#### WHAT THIS EXERCISE ASKS:
1/ In the blog post on writer's block, how many sales of Saving Tate does the writer report for March as of the day of posting?
2/ From the blog post on writer's block, repeat the stretch from "I guess I had" through "will ever accomplish." word for word.
3/ Translate this sentence from the blog post on writer's block into Spanish: "It's a strange feeling to have the voices, the ideas silent."

#### PASSAGE:
►

Tuesday, March 27, 2012

Oh...Writer's Block

     I guess I had it coming. I wrote basically an entire book this past year, if you count the pieces of other books I started putting together. And I should have anticipated the block, the lack of voices shouting in my head to get out. To most people that sounds peaceful but to me it's downright eerie. It's happened before. It'll happen again. I just hope it doesn't take as long this time around to feel rejuvenated and fresh and ready to work on another story. I've finished Fielder's Choice. I looked through it many times and I feel as though I have put all I have into Mallory and Denny's struggle to find each other. It's no wonder I feel as though picking up a pen is the most monumental task I will ever accomplish.
     Every writer faces it, whether you are crunched for a deadline or just have no idea how to start. I want to write, I truly do but every time I try, it feels wrong somehow, that what I've written will not do these characters justice. I'm just trying to get from point A to point B but there are ten other letters standing in the way and they don't connect. It's a strange feeling to have the voices, the ideas silent. Maybe I can work out some of the garbage here while everything is simmering inside. Maybe this will move things around enough that I can squeeze on through and find point B. Maybe I just have to out wait my brain.
     As far as sales of Saving Tate, I couldn't be more ecstatic. March has been my best-selling month so far with 19 sales as of today. That puts my overall sales total at 39 if I can remember correctly. It's incredibly humbling to know that that many people are reading my words. I hope with the release of Fielder's Choice that both will exceed my expectations. And maybe someday, I'll be able to walk into an actual store and see my book sitting on the shelf with the likes of Nora Roberts and Susan Mallery, Rachel Gibson and Victoria Dahl. Heck, maybe someday those women will read my books. That'd be mind-blowing; to have the people who line my bookshelves read the words that I wrote after falling in love with characters they created.

◄

#### SUPPLIED INFORMATION:
►

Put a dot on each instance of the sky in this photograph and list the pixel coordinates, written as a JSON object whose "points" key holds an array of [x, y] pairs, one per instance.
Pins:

◄

#### EXERCISE RESPONSES:
1/ 19 sales.

2/
I guess I had it coming. I wrote basically an entire book this past year, if you count the pieces of other books I started putting together. And I should have anticipated the block, the lack of voices shouting in my head to get out. To most people that sounds peaceful but to me it's downright eerie. It's happened before. It'll happen again. I just hope it doesn't take as long this time around to feel rejuvenated and fresh and ready to work on another story. I've finished Fielder's Choice. I looked through it many times and I feel as though I have put all I have into Mallory and Denny's struggle to find each other. It's no wonder I feel as though picking up a pen is the most monumental task I will ever accomplish.

3/ Es una sensación extraña tener las voces, las ideas, en silencio.